Stated goal —
Can you give the records below as a Markdown table with the columns "Row" and "Line," numbering each non-blank line and leaving the pictures out?

Supplied records —
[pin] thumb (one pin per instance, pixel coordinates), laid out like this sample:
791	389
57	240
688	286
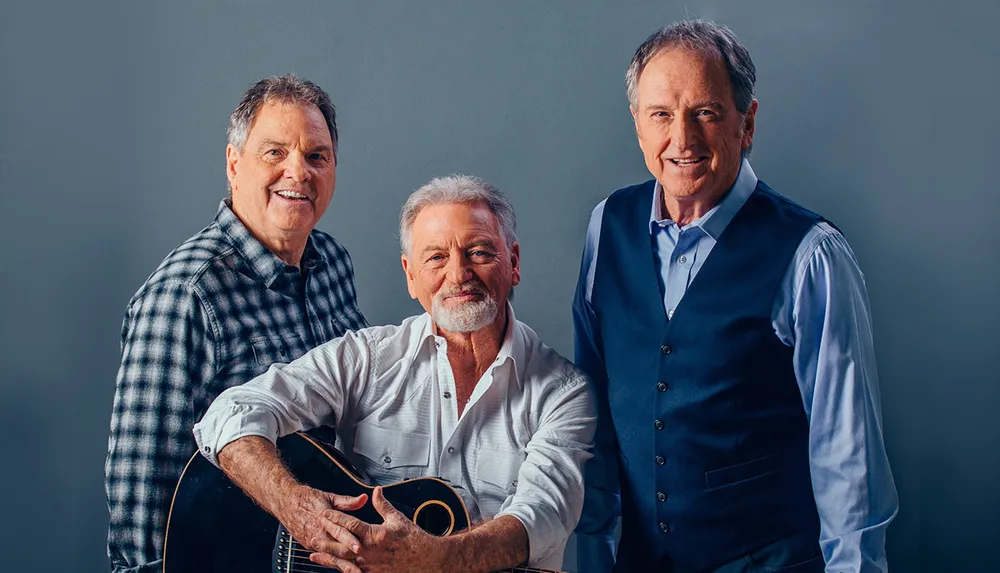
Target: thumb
382	505
346	502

Exercise response —
| Row | Line |
|---|---|
| 1 | [pin] thumb (one pin per instance, pixel coordinates), laid out like this sample: |
| 2 | 791	389 |
| 3 | 57	240 |
| 4 | 688	286 |
| 5 | Target: thumb |
| 6 | 382	505 |
| 7 | 346	502 |